> SHORT PROBLEM A
In the forum post about LinearSolve, why did the poster first conclude that solving the linear matrix equations one at a time in a loop would be most efficient?

═══ SOURCE PASSAGE ═══

I know this function is extremely instable, but the optimum point of the function is also known which is equal to zero, so I am trying to find the values of the parameters which make the function minimum (zero). The parameters which can make the whole function as small as possible are the best answers.

**

Edit 5

**

Thank you all guys for your helpful comments. Based on what KAI and Oleksandr R. mentioned, and as far as I could understand, LinearSolve uses all capacity of the CPU cores to solve the equation involving large matrices. Consequently, it seems that if I want to solve some linear matrix equations for a few times, the best method is to solve each of them one by one in a LOOP to make it most efficient. In this way Mathemathica is able to use all capacity of CPU cores in each step and solve the equation in the most efficient way (in each step) and goes to the next step. But if you have a look at these 2 examples, apparently it is not like this and Parallelization forces Mathematica to solve the problem involving LinearSolve in a way that is likely more efficient and faster. You can check these examples on your computer. Based on the comments we had here, I am wondering how we can explain these examples.

═══ TASK INPUT ═══

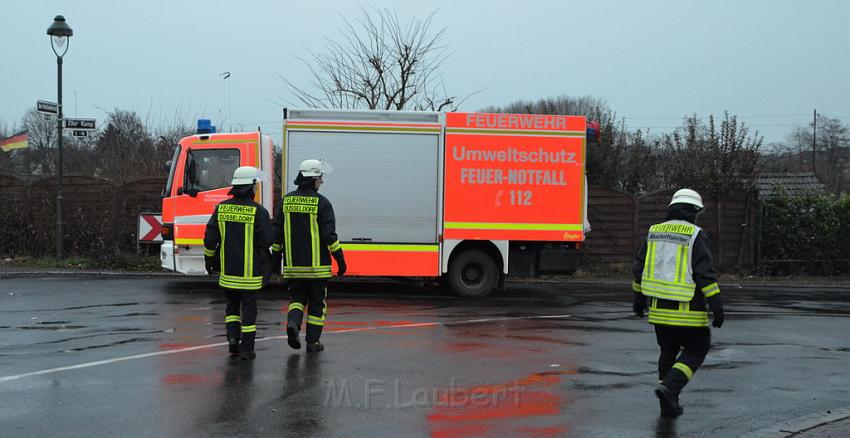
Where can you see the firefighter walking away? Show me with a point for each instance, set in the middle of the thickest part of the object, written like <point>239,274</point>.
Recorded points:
<point>305,240</point>
<point>236,244</point>
<point>673,276</point>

═══

> SHORT PROBLEM B
How many lines of the listing contain the word "thickest"? Reply with the number only.

> WRITTEN ANSWER A
Based on the comments from KAI and Oleksandr R., the poster understood that LinearSolve already uses the full capacity of the CPU cores when it solves equations with large matrices. Solving each equation in turn would therefore let Mathematica devote all the cores to each step before moving on to the next.

> WRITTEN ANSWER B
1